PROBLEM DESCRIPTION: Rewrite the material below, replacing every instance of "window with shutter" with "window with awning" and keeping everything else the same. Omit the pictures.

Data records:
◆ ◆ ◆ ◆
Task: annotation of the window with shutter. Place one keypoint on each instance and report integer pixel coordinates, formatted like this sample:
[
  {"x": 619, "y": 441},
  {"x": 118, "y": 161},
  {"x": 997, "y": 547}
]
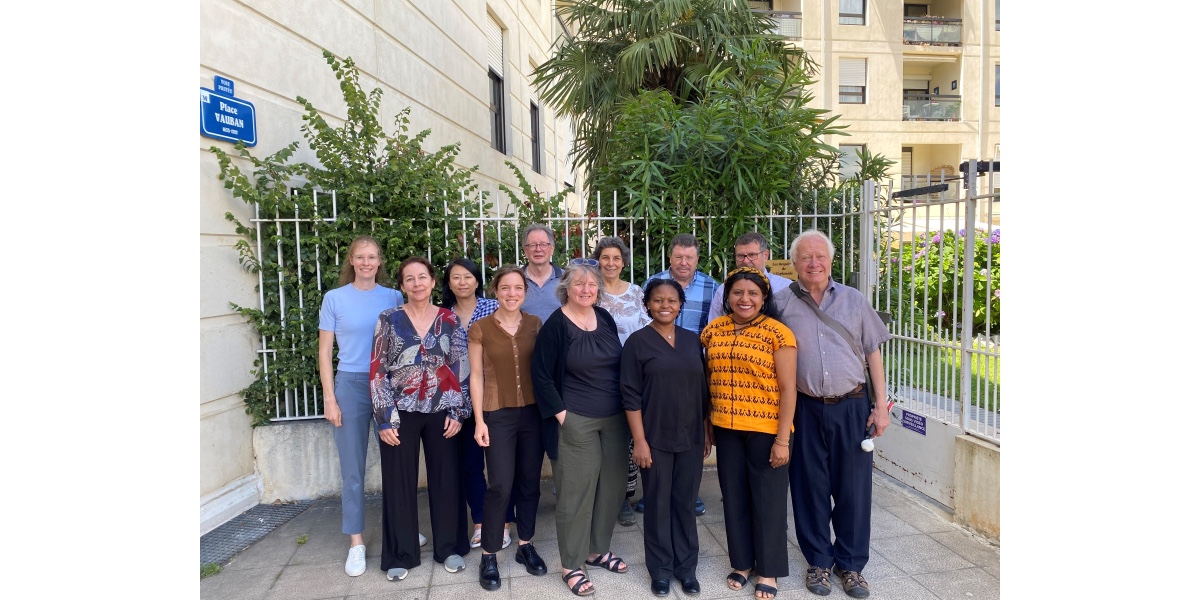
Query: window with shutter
[
  {"x": 852, "y": 81},
  {"x": 496, "y": 77},
  {"x": 852, "y": 12}
]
◆ ◆ ◆ ◆
EXPECTED ANSWER:
Task: annotation of the window with awning. Place one keypoint on each instance and report integer pixel coordinates, formatted like this sample:
[
  {"x": 619, "y": 441},
  {"x": 118, "y": 161},
  {"x": 997, "y": 547}
]
Query: window with awning
[
  {"x": 852, "y": 81},
  {"x": 496, "y": 77},
  {"x": 852, "y": 12}
]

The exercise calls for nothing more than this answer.